Short task:
Locate every line in the listing below that contains the word "distant" and copy each one. Case counts.

Start of Data for processing

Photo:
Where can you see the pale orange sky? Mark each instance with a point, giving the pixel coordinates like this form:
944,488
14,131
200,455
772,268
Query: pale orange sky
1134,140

End of Data for processing
Start of Data for processing

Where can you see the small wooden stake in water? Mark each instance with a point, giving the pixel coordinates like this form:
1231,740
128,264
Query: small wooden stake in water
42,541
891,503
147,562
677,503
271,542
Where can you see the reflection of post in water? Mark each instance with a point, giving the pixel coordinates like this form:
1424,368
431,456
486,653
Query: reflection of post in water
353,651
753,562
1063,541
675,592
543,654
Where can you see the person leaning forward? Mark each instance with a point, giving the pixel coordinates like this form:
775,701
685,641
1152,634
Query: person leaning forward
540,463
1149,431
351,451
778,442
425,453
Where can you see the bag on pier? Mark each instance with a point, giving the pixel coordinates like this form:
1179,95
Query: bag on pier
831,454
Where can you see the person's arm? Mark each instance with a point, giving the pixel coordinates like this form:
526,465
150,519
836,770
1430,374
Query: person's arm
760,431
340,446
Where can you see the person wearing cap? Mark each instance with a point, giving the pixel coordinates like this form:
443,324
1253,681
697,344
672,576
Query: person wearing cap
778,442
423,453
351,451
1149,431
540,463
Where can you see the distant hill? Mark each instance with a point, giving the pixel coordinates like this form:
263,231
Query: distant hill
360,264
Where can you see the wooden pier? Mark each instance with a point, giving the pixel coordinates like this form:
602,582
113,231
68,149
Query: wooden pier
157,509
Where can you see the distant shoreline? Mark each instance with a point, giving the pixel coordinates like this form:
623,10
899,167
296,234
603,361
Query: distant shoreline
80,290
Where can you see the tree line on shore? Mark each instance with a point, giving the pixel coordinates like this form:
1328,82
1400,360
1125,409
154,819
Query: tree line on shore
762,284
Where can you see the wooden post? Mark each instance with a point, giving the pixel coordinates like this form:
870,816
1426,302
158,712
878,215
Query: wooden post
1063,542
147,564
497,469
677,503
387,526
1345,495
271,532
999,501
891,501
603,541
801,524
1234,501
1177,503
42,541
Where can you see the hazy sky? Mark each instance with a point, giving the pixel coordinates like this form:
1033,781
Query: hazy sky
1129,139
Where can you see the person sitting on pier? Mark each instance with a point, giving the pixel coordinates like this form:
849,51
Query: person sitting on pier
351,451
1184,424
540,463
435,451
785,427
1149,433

End of Data for processing
Start of Data for processing

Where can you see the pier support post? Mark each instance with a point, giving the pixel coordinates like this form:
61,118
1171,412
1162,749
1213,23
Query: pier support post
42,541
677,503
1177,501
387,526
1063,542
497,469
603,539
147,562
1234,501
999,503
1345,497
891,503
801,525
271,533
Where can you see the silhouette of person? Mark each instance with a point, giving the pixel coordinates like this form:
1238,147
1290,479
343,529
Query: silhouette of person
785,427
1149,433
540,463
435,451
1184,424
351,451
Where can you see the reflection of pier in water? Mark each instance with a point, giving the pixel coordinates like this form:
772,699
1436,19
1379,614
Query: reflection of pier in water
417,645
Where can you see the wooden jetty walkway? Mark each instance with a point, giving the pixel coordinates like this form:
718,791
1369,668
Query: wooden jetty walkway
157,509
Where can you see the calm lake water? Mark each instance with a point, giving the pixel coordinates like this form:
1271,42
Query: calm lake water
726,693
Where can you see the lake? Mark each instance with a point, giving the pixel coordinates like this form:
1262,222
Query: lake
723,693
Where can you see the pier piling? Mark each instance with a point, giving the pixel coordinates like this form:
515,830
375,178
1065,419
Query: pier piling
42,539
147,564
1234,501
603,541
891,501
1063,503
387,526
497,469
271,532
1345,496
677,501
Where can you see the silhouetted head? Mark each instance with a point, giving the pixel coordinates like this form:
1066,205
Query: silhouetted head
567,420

End of Data for processing

Output:
Where can you see the distant hill? Mark each instance with a point, giving the pixel coordinates like this form:
Query: distant hill
Where can you see the distant shoreline? Mark each instance with a point, giving the pixel coordinates like this form:
Query: distant shoreline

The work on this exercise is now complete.